[Task objective]
Go through the listing and retype each line exactly.
---*---
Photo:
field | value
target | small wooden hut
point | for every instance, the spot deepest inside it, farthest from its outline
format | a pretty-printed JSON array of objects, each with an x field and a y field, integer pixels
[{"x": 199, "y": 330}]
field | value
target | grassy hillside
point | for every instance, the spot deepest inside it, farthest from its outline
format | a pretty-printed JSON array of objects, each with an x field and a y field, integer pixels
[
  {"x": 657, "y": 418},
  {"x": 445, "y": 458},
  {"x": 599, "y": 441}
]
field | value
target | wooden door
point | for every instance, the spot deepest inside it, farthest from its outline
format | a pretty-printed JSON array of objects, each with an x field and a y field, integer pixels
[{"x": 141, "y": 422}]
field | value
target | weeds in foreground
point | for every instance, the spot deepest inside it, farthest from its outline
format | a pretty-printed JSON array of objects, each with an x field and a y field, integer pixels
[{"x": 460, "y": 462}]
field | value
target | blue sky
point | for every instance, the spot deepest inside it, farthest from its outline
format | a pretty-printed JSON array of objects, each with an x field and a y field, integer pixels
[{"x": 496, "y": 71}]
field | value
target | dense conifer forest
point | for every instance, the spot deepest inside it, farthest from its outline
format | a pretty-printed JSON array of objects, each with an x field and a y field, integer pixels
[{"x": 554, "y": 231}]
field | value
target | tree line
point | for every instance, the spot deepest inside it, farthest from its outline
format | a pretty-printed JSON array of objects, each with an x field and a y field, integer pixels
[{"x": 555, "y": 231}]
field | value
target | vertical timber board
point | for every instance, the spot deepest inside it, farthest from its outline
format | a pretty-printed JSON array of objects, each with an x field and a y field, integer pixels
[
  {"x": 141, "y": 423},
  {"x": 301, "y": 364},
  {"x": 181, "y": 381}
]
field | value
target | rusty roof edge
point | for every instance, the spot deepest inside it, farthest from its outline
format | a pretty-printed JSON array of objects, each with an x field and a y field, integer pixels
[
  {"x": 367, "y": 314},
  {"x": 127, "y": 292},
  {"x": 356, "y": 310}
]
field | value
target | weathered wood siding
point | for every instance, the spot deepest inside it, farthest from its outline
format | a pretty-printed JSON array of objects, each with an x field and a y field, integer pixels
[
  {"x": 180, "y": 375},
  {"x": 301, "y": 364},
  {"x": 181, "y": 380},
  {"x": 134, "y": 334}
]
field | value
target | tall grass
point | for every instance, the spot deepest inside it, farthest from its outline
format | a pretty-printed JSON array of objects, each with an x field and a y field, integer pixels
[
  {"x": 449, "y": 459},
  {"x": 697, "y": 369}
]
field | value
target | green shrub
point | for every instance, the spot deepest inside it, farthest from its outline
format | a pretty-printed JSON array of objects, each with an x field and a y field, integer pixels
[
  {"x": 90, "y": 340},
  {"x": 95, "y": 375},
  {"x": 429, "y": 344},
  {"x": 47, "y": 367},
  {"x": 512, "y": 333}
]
---*---
[Solution to this task]
Photo:
field | value
target | small wooden hut
point | for every instance, the spot deepest inside it, farthest from its outline
format | a pretty-printed JSON array of objects, each with an x field and a y field, integer pixels
[{"x": 199, "y": 330}]
field | value
target | grassy hillside
point | for every instance, the spot deepest inside it, farthest from its outline
format | a pretty-printed JSON array of objects, each with an x field and a y field, integer pixels
[
  {"x": 657, "y": 418},
  {"x": 445, "y": 458},
  {"x": 599, "y": 441}
]
field | value
target | wooden door
point | for every instance, the spot deepest inside it, farthest from its outline
format | a pretty-printed JSON array of objects, each with an x field and a y field, integer pixels
[{"x": 141, "y": 422}]
field | value
target | weeds in foreground
point | for every instance, the spot deepest inside it, farthest from its outline
format | a pretty-printed JSON array of objects, each with an x field and a y field, integer pixels
[{"x": 460, "y": 462}]
field | value
target | blue sky
point | for every instance, the spot deepest inside it, farthest from its outline
format | a pretty-printed JSON array of objects, each with an x field and a y field, integer pixels
[{"x": 496, "y": 71}]
field | value
target | dense conifer forest
point | for every instance, the spot deepest inside it, farthest from its outline
format | a pretty-printed JSON array of objects, each with an x field and a y field, integer pixels
[{"x": 554, "y": 231}]
field | value
target | tree line
point | for every instance, the spot deepest inside it, farthest from its outline
format | a pretty-printed JSON array of objects, each with an x field and a y field, integer pixels
[{"x": 555, "y": 231}]
field | value
target | vertical timber board
point | for every instance, the spot deepest inside it, farthest from its outline
format | a pretty-printed JSON array of objects, each with an x field and a y field, integer pixels
[
  {"x": 141, "y": 423},
  {"x": 301, "y": 364},
  {"x": 181, "y": 381}
]
field | value
target | rusty roof edge
point | for every instance, the spot deepest inside it, farthest from its outline
format | a pretty-printed JSON array of objects, each with an x field and a y field, integer pixels
[
  {"x": 367, "y": 314},
  {"x": 127, "y": 292},
  {"x": 356, "y": 310}
]
field | value
target | weathered wood siding
point | for every instance, the spot deepest inside it, farthest from its outline
format | a pretty-printed JSON array of objects, each with an x field and a y field, integer pixels
[
  {"x": 180, "y": 375},
  {"x": 301, "y": 364},
  {"x": 181, "y": 380},
  {"x": 134, "y": 334}
]
field | value
target | tall grass
point | for every instance, the spot deepest inside it, farthest from its outline
format | a pretty-printed JSON array of objects, each with an x field and a y field, integer pixels
[
  {"x": 449, "y": 459},
  {"x": 697, "y": 369}
]
field | value
target | green shrub
point | for every instance, the spot deepest inside it, farthest from its outline
format | a pretty-printed JSON array of objects, each with an x field and a y field, integer pixels
[
  {"x": 90, "y": 340},
  {"x": 95, "y": 375},
  {"x": 429, "y": 344},
  {"x": 47, "y": 367},
  {"x": 512, "y": 333}
]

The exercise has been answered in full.